### What this exercise asks
1. Reproduce word for word the part of the article on the family veto over organ donation that opens with the words containing "Arguments against the" and closes with "recognises such rights.".
2. Using the article on the family veto over organ donation, mark each statement yes or no and quote the words that decide it. (a) A decision to be a potential donor, as registered on the Australian Organ Donation Register, has legal protection. (b) The Human Tissue Acts empower doctors to proceed with donation where there is written consent. (c) Last year an estimated 12 to 15 registered organ donors and candidates for donation had their decision thwarted by relatives.
3. According to the article on the family veto over organ donation, why do most doctors not proceed with donation against a family's wishes, even though the law allows it?

Excerpted passage: Begin

Families shouldn’t be allowed to veto organ donation

Written By William Isdale and Prof. Julian Savulescu

This article was originally published by The Conversation

 

Last year, an estimated 12 to 15 registered organ donors and candidates for donation had their decision thwarted by relatives. This was due to the so-called family veto, which enables family members to prevent organ donation even if the deceased person had registered to be an organ donor.

Currently, if an individual decides they don’t want to be a donor, they can register an objection that has legal protection. But the decision to be a potential donor, as registered on the Australian Organ Donation Register, has no such protection.

The family veto can prevent a donation request from proceeding for almost any reason, no matter how emotionally clouded, or even where it is based on religious or philosophical beliefs the deceased would not have agreed with.

In the words of the National Health and Medical Research Council guidelines:

If the objection is unlikely to be resolved or the prospect of organ and tissue donation is causing significant distress to close family                                                   members, the process of donation should be abandoned, despite the previous consent of the deceased.

Legally, the Human Tissue Acts in the various states and territories empower doctors to proceed with donation where there is written consent (as on the Australian Organ Donation Register form).

This means doctors can proceed with organ donation despite the family’s wishes, however most wouldn’t go against the family veto for fear of public backlash. So should we scrap the family veto?

Arguments against the family veto

One argument for removing the family veto is that individuals have a right to decide what happens to their body after they lose mental capacity or die. Generally, the law recognises such rights.

For instance, an individual’s decisions about how to distribute their property after their death – as expressed in a will – are legally protected (with limited exceptions). Similarly, an individual can decide what will happen to their bodies after they lose mental capacity through an Advance Care Directive. Individuals can also leave those decisions to others they trust, including family members.

If individuals have a moral entitlement to leave their estate to benefit others of their choosing, why should they not also have the right to leave their bodies to save the lives of others, where it can be used?

A second argument against the family veto concerns its consequences. Namely, a decision to prevent a donation from proceeding, by using the veto, significantly affects a larger group of people – those who will die or continue to suffer in the absence of transplantable organs. Their interests must be weighed in considering the moral legitimacy of the family veto.

heartThere’s an argument for the greater good. from www.shutterstock.com

Reasons for retaining the veto

It is often said that retaining the veto is necessary to avoid causing additional distress to family members at a difficult time.

Excerpted passage: End
Dataset content: Begin

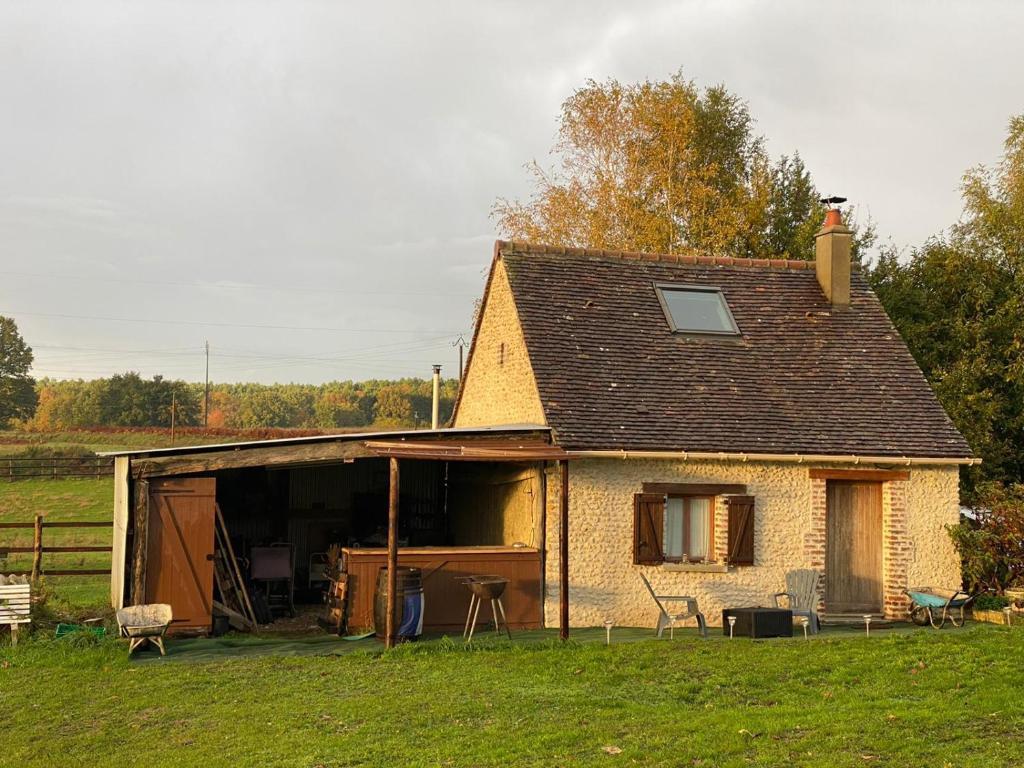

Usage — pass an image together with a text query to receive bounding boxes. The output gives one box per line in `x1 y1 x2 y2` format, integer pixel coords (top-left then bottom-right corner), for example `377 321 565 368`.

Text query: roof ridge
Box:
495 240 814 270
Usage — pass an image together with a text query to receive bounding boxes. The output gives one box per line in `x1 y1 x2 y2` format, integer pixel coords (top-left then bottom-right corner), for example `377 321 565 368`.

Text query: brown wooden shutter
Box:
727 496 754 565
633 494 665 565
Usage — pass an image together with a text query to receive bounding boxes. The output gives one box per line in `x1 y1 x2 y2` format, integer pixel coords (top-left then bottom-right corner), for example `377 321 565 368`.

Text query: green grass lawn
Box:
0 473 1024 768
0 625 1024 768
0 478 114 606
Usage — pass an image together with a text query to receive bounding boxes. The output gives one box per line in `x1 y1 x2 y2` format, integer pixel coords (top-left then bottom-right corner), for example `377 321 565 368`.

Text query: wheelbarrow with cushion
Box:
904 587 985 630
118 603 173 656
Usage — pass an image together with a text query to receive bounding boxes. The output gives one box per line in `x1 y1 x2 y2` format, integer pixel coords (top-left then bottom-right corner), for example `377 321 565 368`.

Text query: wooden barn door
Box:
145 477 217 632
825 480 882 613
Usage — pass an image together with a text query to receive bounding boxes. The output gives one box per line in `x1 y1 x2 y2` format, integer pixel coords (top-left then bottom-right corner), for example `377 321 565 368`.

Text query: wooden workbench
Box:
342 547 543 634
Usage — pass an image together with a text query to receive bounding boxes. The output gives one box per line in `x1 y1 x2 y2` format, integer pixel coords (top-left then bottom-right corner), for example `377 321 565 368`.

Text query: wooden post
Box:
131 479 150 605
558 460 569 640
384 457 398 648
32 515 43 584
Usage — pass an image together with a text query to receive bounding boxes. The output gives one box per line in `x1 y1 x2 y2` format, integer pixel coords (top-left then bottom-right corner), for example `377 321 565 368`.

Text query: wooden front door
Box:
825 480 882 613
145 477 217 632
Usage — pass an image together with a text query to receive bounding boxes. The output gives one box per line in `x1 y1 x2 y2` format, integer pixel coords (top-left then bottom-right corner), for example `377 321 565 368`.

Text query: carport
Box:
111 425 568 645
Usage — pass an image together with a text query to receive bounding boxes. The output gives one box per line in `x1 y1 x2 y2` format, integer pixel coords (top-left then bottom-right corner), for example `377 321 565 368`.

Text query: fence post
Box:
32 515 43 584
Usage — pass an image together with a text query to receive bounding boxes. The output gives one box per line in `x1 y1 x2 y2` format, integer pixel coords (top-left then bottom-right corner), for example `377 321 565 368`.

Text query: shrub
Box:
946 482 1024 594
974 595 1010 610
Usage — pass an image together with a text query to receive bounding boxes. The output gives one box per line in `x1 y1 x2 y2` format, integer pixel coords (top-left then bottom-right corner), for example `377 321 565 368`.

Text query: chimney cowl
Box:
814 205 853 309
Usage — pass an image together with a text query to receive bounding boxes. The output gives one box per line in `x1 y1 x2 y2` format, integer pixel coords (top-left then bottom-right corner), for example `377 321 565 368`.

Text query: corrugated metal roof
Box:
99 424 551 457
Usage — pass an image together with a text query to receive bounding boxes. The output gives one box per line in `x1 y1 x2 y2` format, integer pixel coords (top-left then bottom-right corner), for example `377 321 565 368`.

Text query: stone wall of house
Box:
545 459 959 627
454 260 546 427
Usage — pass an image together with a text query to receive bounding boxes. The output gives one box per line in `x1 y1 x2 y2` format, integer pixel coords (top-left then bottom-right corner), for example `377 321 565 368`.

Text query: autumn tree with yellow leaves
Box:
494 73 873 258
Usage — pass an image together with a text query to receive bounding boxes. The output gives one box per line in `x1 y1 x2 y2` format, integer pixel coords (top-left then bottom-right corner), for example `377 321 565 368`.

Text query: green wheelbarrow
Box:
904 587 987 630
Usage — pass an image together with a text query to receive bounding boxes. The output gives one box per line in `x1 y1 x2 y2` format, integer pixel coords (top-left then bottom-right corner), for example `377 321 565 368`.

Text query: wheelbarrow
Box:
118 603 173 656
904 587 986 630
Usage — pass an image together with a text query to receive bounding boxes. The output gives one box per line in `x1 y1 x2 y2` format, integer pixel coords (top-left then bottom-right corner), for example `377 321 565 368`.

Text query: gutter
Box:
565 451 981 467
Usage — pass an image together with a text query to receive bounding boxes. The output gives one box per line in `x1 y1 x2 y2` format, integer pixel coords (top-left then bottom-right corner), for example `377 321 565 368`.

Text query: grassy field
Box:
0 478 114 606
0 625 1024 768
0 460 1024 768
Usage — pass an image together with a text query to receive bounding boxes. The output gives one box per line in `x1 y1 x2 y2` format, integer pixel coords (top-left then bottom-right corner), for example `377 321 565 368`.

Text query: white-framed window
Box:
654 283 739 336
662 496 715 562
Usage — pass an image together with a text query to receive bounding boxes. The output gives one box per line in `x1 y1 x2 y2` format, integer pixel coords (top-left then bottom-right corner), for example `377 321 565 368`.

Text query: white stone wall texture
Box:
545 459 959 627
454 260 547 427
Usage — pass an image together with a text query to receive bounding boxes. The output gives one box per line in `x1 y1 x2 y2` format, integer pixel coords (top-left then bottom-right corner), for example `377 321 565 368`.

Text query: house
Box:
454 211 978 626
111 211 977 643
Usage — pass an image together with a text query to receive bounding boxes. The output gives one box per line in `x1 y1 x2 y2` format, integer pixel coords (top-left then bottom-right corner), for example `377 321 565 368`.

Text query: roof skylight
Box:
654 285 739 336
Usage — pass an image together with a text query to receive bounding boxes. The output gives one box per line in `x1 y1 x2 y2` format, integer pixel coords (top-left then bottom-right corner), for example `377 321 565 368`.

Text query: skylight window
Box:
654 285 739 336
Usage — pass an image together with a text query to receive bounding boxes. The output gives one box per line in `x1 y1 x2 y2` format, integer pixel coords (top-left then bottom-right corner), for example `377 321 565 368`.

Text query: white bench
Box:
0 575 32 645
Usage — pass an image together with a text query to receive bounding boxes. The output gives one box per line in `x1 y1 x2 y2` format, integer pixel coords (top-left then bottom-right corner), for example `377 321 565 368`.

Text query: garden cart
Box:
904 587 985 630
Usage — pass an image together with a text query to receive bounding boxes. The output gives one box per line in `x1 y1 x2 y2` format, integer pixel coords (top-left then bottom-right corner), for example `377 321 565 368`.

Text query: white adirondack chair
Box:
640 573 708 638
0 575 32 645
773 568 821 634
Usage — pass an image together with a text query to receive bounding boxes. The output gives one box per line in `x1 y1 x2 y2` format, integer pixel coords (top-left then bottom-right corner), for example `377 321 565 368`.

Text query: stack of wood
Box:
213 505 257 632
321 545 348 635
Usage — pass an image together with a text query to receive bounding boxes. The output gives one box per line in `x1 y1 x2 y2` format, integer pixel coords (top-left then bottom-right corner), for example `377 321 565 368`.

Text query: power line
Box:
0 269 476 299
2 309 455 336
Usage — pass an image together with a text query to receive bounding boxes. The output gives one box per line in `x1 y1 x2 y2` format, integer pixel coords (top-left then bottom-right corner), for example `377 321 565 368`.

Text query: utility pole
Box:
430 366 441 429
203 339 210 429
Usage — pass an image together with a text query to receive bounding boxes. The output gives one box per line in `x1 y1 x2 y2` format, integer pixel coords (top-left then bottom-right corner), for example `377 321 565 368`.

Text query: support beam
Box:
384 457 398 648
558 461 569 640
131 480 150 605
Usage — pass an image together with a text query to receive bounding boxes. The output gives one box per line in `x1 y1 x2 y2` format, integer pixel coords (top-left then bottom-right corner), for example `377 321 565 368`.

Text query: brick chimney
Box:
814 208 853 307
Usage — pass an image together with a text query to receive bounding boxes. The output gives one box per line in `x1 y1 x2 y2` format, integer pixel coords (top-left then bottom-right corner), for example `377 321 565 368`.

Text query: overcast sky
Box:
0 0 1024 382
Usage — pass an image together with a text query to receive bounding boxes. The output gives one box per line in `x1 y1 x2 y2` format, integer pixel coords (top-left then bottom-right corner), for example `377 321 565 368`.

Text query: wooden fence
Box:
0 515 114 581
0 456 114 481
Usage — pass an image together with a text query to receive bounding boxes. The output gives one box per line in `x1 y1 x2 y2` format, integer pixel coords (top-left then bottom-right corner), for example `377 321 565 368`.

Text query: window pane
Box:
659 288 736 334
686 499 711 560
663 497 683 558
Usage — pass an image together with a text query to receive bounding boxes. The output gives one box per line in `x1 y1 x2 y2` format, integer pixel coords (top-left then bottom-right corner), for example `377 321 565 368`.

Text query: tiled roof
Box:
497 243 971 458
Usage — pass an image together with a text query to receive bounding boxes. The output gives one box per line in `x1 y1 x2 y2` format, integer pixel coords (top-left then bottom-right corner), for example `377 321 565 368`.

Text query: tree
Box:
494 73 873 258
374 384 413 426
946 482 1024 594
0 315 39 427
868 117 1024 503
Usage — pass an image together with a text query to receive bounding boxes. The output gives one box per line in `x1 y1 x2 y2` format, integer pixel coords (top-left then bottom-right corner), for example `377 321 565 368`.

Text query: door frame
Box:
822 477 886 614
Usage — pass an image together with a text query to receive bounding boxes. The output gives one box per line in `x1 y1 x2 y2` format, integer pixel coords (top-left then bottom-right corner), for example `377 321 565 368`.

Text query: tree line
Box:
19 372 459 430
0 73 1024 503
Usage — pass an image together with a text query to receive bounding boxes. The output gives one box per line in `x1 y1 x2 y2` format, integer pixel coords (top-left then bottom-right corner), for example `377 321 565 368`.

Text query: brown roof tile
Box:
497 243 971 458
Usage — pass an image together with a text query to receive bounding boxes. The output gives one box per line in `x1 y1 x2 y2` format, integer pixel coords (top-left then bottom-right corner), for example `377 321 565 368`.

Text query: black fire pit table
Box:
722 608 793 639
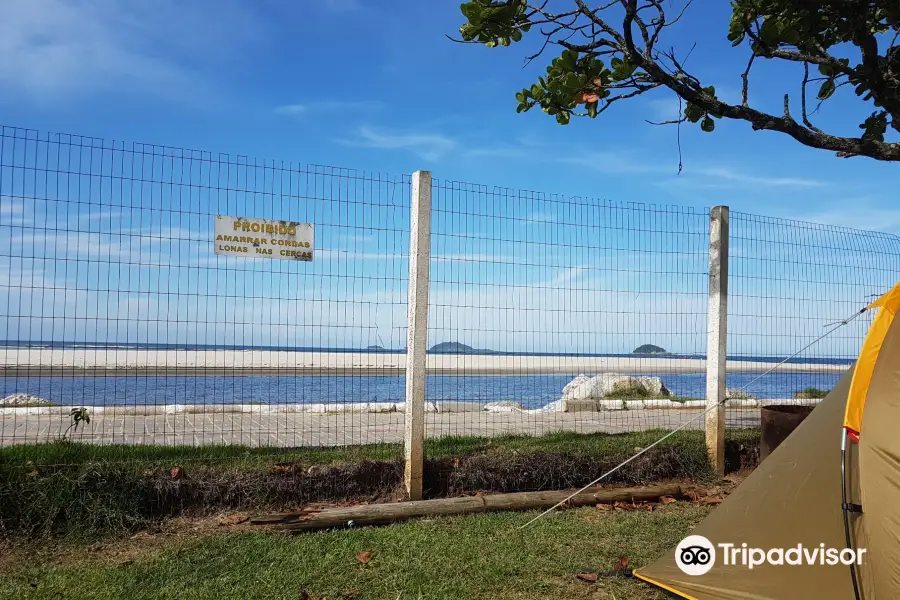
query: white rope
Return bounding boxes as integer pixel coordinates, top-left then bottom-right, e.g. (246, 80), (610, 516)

Dataset content: End

### Response list
1.
Arguments against the family veto

One argument for removing the family veto is that individuals have a right to decide what happens to their body after they lose mental capacity or die. Generally, the law recognises such rights.

2.
(a) No: "But the decision to be a potential donor, as registered on the Australian Organ Donation Register, has no such protection."
(b) Yes: "the Human Tissue Acts in the various states and territories empower doctors to proceed with donation where there is written consent"
(c) Yes: "Last year, an estimated 12 to 15 registered organ donors and candidates for donation had their decision thwarted by relatives."

3. Most doctors would not go against the family veto because they fear public backlash. They hold back even though the Human Tissue Acts allow them to proceed where there is written consent.